GIVEN EXERCISE A: Echo the part of the film review that opens with the words containing "Image courtesy of" and closes with "edge to it.".
GIVEN EXERCISE B: For each statement, answer yes or no according to the film review and quote its deciding words. (i) The director's previous film came out 24 years before this one. (ii) "El Topo" was released in 1980. (iii) Pamela Flores plays the boy's mother.
**** EXCERPTED PASSAGE ****
Sunday, June 1, 2014

Review: The Dance of Reality

Image courtesy of ABKCO Films.
It's great to see cult filmmaking legend Alejandro Jodorowsky once again behind the camera. It's been 24 years since his previous film, "The Rainbow Thief," and it's plain to see that the director has not lost his touch in conjuring up memorably delirious images.

For those not familiar with his work, Jodorowsky was one of the progenitors of the midnight movie phenomenon with his brilliant and truly insane 1970 landmark "El Topo," which caught the attention of no less than John Lennon and Yoko Ono. He followed that film with the even weirder "The Holy Mountain" and the visually sumptuous and frequently horrific "Santa Sangre." His latest, the autobiographical "The Dance of Reality," is similar in style to his previous works, but with more of a political edge to it.

So, on the one hand, it's great to see this truly original artist back at work and "The Dance of Reality" has a certain power to it. On the other hand, it's not without fault.

In the film, a young boy (Jeremiah Herskovits) stands in for Jodorowsky's childhood, growing up in the small Chilean town of Tocopilla with his father Jaime (Brontis Jodorowsky, the filmmaker's son), a violent, Stalin-obsessed man who tells his son that the slaps and beatings he doles out will help make him a man, and mother Sara (Pamela Flores), who sings every one of her lines as if in an opera.
**** LISTED ENTRIES ****
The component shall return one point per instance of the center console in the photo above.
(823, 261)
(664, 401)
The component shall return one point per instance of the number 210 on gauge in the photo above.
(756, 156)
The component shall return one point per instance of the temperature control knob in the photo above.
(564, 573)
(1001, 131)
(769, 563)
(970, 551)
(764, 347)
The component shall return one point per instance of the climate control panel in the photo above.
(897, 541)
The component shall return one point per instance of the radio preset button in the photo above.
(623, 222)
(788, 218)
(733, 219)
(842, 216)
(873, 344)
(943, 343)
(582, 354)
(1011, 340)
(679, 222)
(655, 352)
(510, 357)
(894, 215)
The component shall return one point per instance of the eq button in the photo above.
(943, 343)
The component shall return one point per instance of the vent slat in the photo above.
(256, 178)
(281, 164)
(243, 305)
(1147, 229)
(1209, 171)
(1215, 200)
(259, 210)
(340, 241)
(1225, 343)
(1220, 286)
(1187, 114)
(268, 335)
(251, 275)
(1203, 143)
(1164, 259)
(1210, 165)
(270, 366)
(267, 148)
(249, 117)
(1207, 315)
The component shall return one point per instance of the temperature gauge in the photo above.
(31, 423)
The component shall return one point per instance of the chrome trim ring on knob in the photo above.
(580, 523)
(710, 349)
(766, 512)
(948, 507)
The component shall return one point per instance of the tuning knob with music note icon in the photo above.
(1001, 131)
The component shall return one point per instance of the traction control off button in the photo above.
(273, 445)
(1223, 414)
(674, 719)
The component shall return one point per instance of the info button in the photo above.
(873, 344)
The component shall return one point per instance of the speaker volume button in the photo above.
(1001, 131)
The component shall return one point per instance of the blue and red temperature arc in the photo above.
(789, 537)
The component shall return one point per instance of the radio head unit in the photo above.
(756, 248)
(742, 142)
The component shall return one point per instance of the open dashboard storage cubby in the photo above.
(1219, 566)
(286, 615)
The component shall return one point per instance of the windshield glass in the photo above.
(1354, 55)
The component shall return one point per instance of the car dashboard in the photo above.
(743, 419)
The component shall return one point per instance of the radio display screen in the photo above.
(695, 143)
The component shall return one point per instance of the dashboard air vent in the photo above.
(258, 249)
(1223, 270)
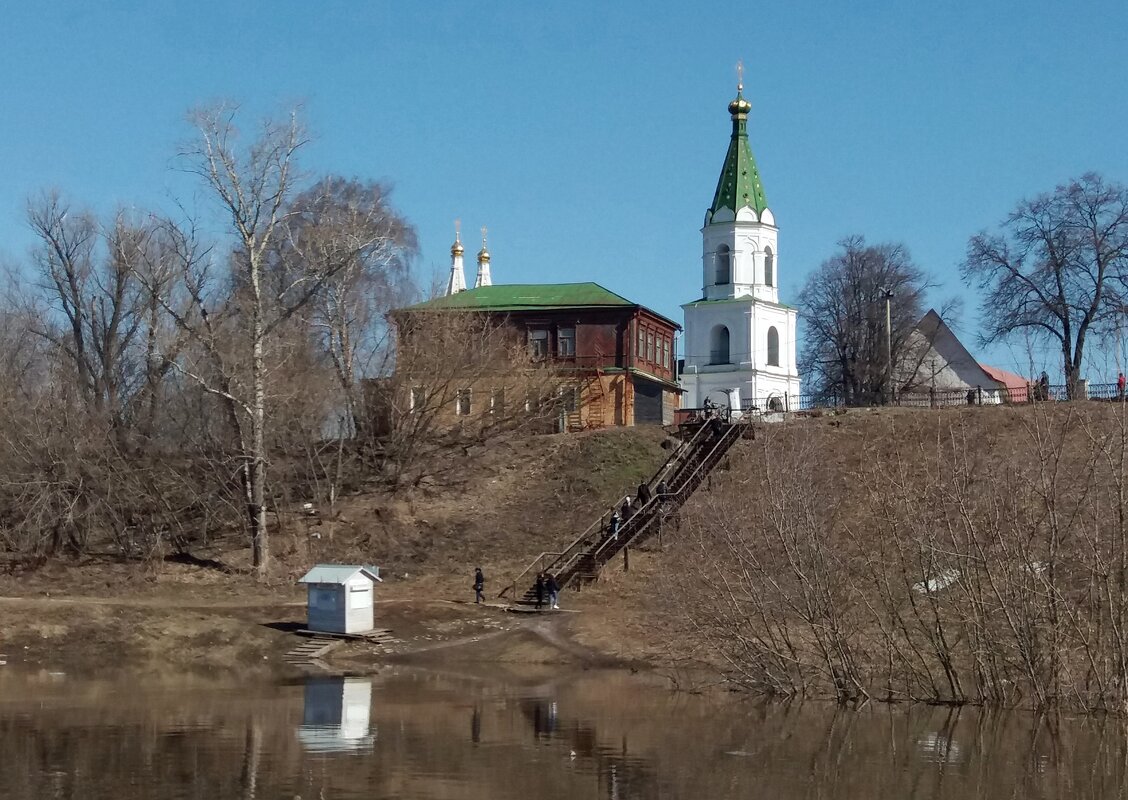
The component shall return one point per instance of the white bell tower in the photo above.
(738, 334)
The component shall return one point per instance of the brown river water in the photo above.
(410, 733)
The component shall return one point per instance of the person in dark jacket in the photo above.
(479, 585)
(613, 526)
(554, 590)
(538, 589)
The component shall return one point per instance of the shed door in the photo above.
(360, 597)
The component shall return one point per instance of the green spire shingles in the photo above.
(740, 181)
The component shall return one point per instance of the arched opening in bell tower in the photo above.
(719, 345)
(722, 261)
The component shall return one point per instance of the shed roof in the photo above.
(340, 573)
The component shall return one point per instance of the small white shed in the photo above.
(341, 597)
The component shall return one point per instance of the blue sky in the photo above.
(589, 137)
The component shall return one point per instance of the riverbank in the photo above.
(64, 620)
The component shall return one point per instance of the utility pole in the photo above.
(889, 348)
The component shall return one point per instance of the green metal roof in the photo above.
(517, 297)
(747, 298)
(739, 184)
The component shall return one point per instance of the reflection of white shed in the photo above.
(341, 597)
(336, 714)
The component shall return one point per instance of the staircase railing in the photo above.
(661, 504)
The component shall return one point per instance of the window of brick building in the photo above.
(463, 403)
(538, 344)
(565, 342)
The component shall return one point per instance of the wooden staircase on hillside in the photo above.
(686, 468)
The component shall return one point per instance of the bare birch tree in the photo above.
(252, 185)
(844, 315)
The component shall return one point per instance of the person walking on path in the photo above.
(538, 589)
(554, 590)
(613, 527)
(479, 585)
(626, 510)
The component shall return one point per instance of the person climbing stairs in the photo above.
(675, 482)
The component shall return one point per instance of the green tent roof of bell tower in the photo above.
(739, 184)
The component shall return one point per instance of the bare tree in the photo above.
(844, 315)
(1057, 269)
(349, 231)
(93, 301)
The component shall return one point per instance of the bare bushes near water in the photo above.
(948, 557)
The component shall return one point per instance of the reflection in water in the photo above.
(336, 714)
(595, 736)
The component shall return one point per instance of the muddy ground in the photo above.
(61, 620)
****
PROBLEM SOLUTION A:
Image courtesy of ABKCO Films.
It's great to see cult filmmaking legend Alejandro Jodorowsky once again behind the camera. It's been 24 years since his previous film, "The Rainbow Thief," and it's plain to see that the director has not lost his touch in conjuring up memorably delirious images.

For those not familiar with his work, Jodorowsky was one of the progenitors of the midnight movie phenomenon with his brilliant and truly insane 1970 landmark "El Topo," which caught the attention of no less than John Lennon and Yoko Ono. He followed that film with the even weirder "The Holy Mountain" and the visually sumptuous and frequently horrific "Santa Sangre." His latest, the autobiographical "The Dance of Reality," is similar in style to his previous works, but with more of a political edge to it.

PROBLEM SOLUTION B:
(i) Yes: "It's been 24 years since his previous film"
(ii) No: "brilliant and truly insane 1970 landmark"
(iii) Yes: "mother Sara (Pamela Flores)"